─── INFORMATION SHOWN ───

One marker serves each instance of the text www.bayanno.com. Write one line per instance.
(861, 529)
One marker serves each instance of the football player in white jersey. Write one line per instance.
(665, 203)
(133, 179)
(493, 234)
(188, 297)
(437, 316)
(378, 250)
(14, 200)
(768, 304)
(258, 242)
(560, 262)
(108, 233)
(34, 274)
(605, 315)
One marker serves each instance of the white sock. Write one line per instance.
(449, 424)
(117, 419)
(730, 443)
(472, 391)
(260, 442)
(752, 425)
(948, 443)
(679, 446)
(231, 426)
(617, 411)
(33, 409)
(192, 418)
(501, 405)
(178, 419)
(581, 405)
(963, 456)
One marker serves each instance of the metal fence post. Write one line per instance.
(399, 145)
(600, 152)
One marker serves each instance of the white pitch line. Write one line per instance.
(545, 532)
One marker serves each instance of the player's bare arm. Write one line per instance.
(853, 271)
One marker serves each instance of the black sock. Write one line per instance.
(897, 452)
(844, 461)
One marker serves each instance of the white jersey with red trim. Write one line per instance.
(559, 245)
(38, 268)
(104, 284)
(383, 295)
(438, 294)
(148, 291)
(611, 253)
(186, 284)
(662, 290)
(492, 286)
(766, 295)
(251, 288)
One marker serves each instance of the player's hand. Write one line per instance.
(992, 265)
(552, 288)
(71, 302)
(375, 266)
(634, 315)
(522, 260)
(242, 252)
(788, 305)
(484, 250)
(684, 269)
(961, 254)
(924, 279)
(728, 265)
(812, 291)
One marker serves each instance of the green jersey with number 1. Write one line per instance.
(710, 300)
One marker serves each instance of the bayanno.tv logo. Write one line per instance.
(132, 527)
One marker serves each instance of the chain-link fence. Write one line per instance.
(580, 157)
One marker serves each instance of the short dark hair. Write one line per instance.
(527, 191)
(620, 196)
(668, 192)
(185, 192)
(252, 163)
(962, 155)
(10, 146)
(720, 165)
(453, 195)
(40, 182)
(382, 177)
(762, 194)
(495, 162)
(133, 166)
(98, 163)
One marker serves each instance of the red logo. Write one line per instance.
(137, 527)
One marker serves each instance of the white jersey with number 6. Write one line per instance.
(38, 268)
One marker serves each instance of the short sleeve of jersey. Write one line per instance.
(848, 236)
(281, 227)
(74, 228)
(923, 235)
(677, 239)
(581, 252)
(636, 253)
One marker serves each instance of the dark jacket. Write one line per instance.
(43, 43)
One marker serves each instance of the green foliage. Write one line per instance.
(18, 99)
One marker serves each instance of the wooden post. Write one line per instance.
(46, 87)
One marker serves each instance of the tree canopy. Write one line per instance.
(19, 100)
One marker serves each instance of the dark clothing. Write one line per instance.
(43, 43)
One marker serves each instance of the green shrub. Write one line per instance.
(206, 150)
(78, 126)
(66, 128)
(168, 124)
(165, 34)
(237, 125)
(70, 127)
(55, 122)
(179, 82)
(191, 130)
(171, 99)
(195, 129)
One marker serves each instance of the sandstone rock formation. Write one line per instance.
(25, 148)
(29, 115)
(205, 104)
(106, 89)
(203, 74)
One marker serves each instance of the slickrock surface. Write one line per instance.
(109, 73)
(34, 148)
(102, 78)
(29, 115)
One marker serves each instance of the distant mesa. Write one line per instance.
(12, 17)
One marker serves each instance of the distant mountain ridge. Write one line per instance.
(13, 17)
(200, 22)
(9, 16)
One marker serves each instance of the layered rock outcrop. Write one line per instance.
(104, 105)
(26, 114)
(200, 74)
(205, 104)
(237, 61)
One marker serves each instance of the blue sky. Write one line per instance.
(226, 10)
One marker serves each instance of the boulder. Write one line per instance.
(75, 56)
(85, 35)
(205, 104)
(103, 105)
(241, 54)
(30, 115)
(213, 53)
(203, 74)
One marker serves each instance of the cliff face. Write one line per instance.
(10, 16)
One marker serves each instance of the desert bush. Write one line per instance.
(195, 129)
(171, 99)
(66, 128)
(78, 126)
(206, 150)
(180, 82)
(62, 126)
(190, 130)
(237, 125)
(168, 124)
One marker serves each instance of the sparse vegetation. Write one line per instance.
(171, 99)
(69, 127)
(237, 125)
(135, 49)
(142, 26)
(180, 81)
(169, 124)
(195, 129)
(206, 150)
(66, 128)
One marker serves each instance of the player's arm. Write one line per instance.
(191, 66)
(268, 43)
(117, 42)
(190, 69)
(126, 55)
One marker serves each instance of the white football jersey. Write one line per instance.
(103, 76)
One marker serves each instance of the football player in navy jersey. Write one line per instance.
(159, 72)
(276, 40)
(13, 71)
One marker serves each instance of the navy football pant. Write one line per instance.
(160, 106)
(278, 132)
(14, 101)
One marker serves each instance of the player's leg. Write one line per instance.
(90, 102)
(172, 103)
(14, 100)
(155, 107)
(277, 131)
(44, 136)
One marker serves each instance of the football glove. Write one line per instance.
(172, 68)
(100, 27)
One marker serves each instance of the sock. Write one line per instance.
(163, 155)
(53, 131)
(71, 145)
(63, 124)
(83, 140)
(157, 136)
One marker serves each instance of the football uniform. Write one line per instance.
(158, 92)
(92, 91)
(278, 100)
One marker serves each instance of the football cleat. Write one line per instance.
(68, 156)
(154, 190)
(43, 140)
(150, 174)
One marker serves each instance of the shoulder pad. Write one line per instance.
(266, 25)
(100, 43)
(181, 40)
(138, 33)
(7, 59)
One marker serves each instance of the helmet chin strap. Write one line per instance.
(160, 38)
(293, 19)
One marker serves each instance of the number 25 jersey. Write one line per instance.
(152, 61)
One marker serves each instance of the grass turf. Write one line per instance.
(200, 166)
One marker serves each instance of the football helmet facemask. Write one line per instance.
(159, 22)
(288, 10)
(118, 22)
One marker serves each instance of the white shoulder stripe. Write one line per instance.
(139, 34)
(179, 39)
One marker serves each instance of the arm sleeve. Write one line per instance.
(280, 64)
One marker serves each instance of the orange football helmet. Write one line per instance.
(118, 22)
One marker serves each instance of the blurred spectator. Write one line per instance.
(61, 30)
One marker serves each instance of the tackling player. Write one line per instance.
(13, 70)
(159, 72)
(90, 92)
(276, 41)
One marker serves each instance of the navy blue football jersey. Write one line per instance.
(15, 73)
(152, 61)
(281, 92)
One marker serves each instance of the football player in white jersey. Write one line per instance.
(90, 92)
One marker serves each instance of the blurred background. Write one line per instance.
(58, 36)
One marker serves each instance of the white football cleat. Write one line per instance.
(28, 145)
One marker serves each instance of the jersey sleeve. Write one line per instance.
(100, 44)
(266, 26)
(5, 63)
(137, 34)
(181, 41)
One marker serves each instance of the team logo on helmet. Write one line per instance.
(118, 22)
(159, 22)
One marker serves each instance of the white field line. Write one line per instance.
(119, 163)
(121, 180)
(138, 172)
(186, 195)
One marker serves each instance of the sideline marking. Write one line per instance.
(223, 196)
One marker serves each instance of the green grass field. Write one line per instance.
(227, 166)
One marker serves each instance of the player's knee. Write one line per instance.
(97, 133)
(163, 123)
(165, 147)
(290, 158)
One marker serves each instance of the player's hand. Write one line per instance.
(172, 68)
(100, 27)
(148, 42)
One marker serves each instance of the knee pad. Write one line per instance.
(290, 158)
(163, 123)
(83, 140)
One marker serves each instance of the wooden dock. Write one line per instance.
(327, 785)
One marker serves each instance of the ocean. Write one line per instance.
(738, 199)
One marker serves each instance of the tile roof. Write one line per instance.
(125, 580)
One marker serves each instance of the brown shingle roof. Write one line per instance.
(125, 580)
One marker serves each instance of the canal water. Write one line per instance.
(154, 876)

───

WRITTEN TASK:
Copy the whole listing above word for word, every line in its original order.

EXERCISE RESULT:
One marker serves each instance of the text www.bayanno.com. Write one line per instance.
(861, 529)
One marker serves each instance of the football player in white jersey. Write one line per instance.
(665, 203)
(133, 179)
(493, 234)
(188, 297)
(437, 316)
(378, 250)
(14, 200)
(768, 304)
(258, 242)
(560, 262)
(108, 233)
(34, 274)
(605, 315)
One marker serves each instance of the white sock. Write one line per instance.
(449, 424)
(117, 419)
(730, 443)
(472, 391)
(260, 442)
(752, 425)
(948, 443)
(679, 446)
(231, 426)
(617, 411)
(33, 409)
(192, 418)
(501, 405)
(178, 419)
(581, 405)
(963, 456)
One marker serves each instance of the metal fence post. Write one line per instance.
(399, 145)
(600, 152)
One marker serves each instance of the white pitch line. Write one line per instance.
(545, 532)
One marker serves each instance of the player's bare arm. Write one line per instance.
(853, 271)
One marker serves each instance of the black sock. Write one line per instance.
(897, 452)
(844, 461)
One marker serves each instance of the white jersey with red trim. Write one line per instance.
(559, 245)
(38, 268)
(104, 284)
(383, 295)
(438, 294)
(148, 291)
(611, 253)
(186, 284)
(662, 290)
(492, 286)
(766, 295)
(251, 288)
One marker serves each instance of the player's hand. Write one line per instance.
(992, 265)
(552, 288)
(71, 302)
(375, 266)
(634, 315)
(522, 260)
(242, 252)
(788, 305)
(484, 250)
(684, 269)
(961, 254)
(924, 279)
(728, 265)
(812, 291)
One marker serves each instance of the green jersey with number 1. Write one line per instance.
(710, 300)
One marker serves each instance of the bayanno.tv logo. Write one line per instance.
(132, 527)
One marker serves each instance of the chain-link fence. Write one line per instance.
(580, 157)
One marker serves each instance of the short dark hair. Write one line per instance.
(527, 191)
(620, 196)
(668, 192)
(185, 192)
(252, 163)
(962, 155)
(10, 146)
(720, 165)
(453, 195)
(40, 182)
(382, 177)
(762, 194)
(495, 162)
(133, 166)
(98, 163)
One marker serves each instance of the red logo. Write one line per instance.
(137, 527)
One marker serves each instance of the white jersey with number 6. Write one line per instance.
(38, 268)
One marker serves each instance of the short sleeve of jersey. Write one line per instance.
(848, 236)
(281, 227)
(74, 228)
(923, 235)
(677, 239)
(581, 252)
(636, 253)
One marker serves each instance of the dark jacket. Write one line per instance.
(43, 43)
One marker serves each instance of the green foliage. Write one line per instance.
(18, 99)
One marker serves each instance of the wooden post. Write one line per instance.
(46, 87)
One marker serves each instance of the tree canopy. Write one line per instance.
(19, 100)
One marker serves each instance of the dark clothing. Write one line per instance.
(43, 43)
One marker serves each instance of the green shrub. Write one line per instance.
(206, 150)
(78, 126)
(66, 128)
(168, 124)
(165, 34)
(237, 125)
(70, 127)
(55, 122)
(179, 82)
(191, 130)
(171, 99)
(195, 129)
One marker serves each instance of the sandstone rock formation. Write one line per instance.
(25, 148)
(29, 115)
(205, 104)
(106, 89)
(203, 74)
One marker serves each instance of the slickrock surface. Write one line per instance.
(109, 73)
(34, 148)
(102, 78)
(29, 115)
One marker serves each instance of the distant mesa. Write one line per instance.
(12, 17)
One marker serves each instance of the distant mountain ridge. Write one line per instance.
(13, 17)
(200, 22)
(9, 16)
One marker serves each instance of the layered rock outcrop. Write one line per instance.
(104, 105)
(26, 114)
(200, 74)
(205, 104)
(237, 61)
One marker serves each instance of the blue sky. Write one line per instance.
(226, 10)
One marker serves each instance of the boulder. Write one line per instance.
(75, 56)
(85, 35)
(205, 104)
(103, 105)
(241, 54)
(30, 115)
(213, 53)
(203, 74)
One marker serves each instance of the cliff face. Write one line per instance.
(10, 16)
One marker serves each instance of the desert bush. Write one line per instance.
(195, 129)
(171, 99)
(66, 128)
(78, 126)
(206, 150)
(180, 82)
(62, 126)
(190, 130)
(237, 125)
(168, 124)
One marker serves each instance of the sparse vegetation. Write one line per instance.
(171, 99)
(69, 127)
(237, 125)
(135, 49)
(142, 26)
(180, 81)
(169, 124)
(195, 129)
(206, 150)
(66, 128)
One marker serves each instance of the player's arm. Write one line per instance.
(191, 66)
(268, 43)
(117, 42)
(190, 69)
(126, 55)
One marker serves each instance of the white football jersey. Write one line per instance.
(103, 76)
One marker serves each instance of the football player in navy jersey. Write one line per instance.
(159, 72)
(276, 40)
(13, 71)
One marker serves each instance of the navy football pant. Write one line per instance.
(160, 106)
(278, 132)
(14, 101)
One marker serves each instance of the player's leg. Write one line per instance.
(90, 102)
(172, 103)
(14, 100)
(155, 107)
(277, 131)
(44, 136)
One marker serves each instance of the football glove. Write one line per instance.
(172, 68)
(100, 27)
One marker serves each instance of the sock. Write one line per instance.
(163, 155)
(53, 131)
(71, 145)
(63, 124)
(83, 140)
(157, 136)
One marker serves each instance of the football uniform. Write one line per instance.
(158, 92)
(92, 91)
(278, 100)
One marker serves each instance of the football cleat. Write one line per instance.
(68, 156)
(154, 190)
(43, 140)
(150, 174)
One marker serves each instance of the shoulder pad. Write one line per instance.
(266, 25)
(100, 43)
(181, 40)
(138, 33)
(7, 59)
One marker serves each instance of the helmet chin strap. Write one line per instance.
(160, 38)
(293, 19)
One marker serves each instance of the number 25 jersey. Write one line per instance.
(152, 61)
One marker serves each instance of the grass turf. Write one line per instance.
(200, 166)
One marker serves each instance of the football helmet facemask. Write one line per instance.
(159, 22)
(288, 10)
(118, 22)
One marker serves each instance of the white shoulder stripe. Write one line per instance.
(139, 34)
(179, 39)
One marker serves each instance of the arm sleeve. Write one line per instance.
(280, 64)
One marker serves each instance of the orange football helmet. Write one line per instance.
(118, 22)
One marker serves each instance of the blurred spectator. Write one line per instance.
(61, 30)
One marker serves each instance of the tackling player. Write one line per instance.
(13, 70)
(159, 72)
(90, 92)
(276, 41)
One marker serves each instance of the navy blue football jersey. Write one line per instance.
(15, 73)
(152, 61)
(281, 92)
One marker serves each instance of the football player in white jersey. Write one line per instance.
(90, 92)
One marker serves each instance of the blurred background. Write one line per instance.
(58, 36)
One marker serves each instance of the white football cleat. Write one line per instance.
(28, 145)
One marker serves each instance of the jersey sleeve. Write one line per instance.
(100, 44)
(266, 26)
(5, 63)
(137, 34)
(181, 41)
One marker serves each instance of the team logo on helmet. Write one line per instance.
(118, 22)
(159, 22)
One marker serves each instance of the white field line. Write one line per instance.
(119, 163)
(121, 180)
(138, 172)
(186, 195)
One marker serves each instance of the sideline marking. Write one line per instance.
(223, 196)
One marker serves each instance of the green grass field. Write one line per instance.
(227, 166)
One marker serves each instance of the player's knee. Write one line per instance.
(97, 133)
(163, 123)
(165, 147)
(290, 158)
One marker serves each instance of the player's hand. Write one line per instance.
(172, 68)
(100, 27)
(148, 42)
One marker serves each instance of the knee pad. Write one line per instance.
(290, 158)
(163, 123)
(83, 140)
One marker serves each instance of the wooden dock. Write one line per instance.
(327, 785)
One marker serves each instance of the ocean. Write one line per instance.
(738, 199)
One marker serves each instance of the tile roof. Write one line per instance.
(125, 580)
One marker serves each instance of the brown shingle roof. Write one line per instance.
(125, 580)
One marker serves each instance of the canal water. Write one line per instance.
(154, 876)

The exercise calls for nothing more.